What to do:
Copy the lines below without changes, starting at the line that contains "# point at: white pickup" and ending at the line that contains "(1165, 504)", both included.

Input data:
====

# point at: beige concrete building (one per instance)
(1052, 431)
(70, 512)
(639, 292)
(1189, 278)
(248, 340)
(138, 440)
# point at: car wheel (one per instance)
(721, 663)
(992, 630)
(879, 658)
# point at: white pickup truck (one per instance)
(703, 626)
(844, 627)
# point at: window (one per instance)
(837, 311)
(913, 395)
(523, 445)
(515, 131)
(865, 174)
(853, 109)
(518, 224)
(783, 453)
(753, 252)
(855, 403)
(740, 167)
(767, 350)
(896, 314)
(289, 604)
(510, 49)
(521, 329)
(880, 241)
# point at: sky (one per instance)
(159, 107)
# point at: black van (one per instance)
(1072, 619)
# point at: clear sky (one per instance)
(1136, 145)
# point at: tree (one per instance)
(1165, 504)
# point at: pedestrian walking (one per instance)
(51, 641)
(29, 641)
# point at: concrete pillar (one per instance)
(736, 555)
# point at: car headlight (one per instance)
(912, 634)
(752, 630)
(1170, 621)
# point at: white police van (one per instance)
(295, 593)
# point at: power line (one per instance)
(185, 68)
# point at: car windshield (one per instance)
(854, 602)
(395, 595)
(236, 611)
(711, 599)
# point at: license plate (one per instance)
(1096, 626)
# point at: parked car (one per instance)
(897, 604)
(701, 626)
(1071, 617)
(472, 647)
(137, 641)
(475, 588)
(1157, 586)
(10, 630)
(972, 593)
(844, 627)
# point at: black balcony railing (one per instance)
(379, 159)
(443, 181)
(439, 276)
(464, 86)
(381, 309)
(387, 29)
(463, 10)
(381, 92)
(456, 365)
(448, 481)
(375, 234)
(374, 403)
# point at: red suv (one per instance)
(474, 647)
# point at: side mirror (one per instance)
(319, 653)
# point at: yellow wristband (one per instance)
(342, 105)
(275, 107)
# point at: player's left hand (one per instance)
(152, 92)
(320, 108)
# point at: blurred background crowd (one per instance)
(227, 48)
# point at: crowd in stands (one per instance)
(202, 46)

====

Written reply:
# point at: white pickup truck (one per instance)
(703, 626)
(844, 627)
# point at: window (one per instance)
(837, 311)
(913, 395)
(523, 445)
(515, 131)
(865, 174)
(853, 109)
(518, 224)
(783, 453)
(753, 252)
(855, 403)
(740, 167)
(767, 350)
(896, 314)
(289, 604)
(510, 49)
(521, 329)
(880, 241)
# point at: sky (one per instance)
(159, 107)
# point at: black van (one per instance)
(1072, 619)
# point at: clear sky (one per instance)
(1136, 145)
# point at: tree (one per instance)
(1165, 504)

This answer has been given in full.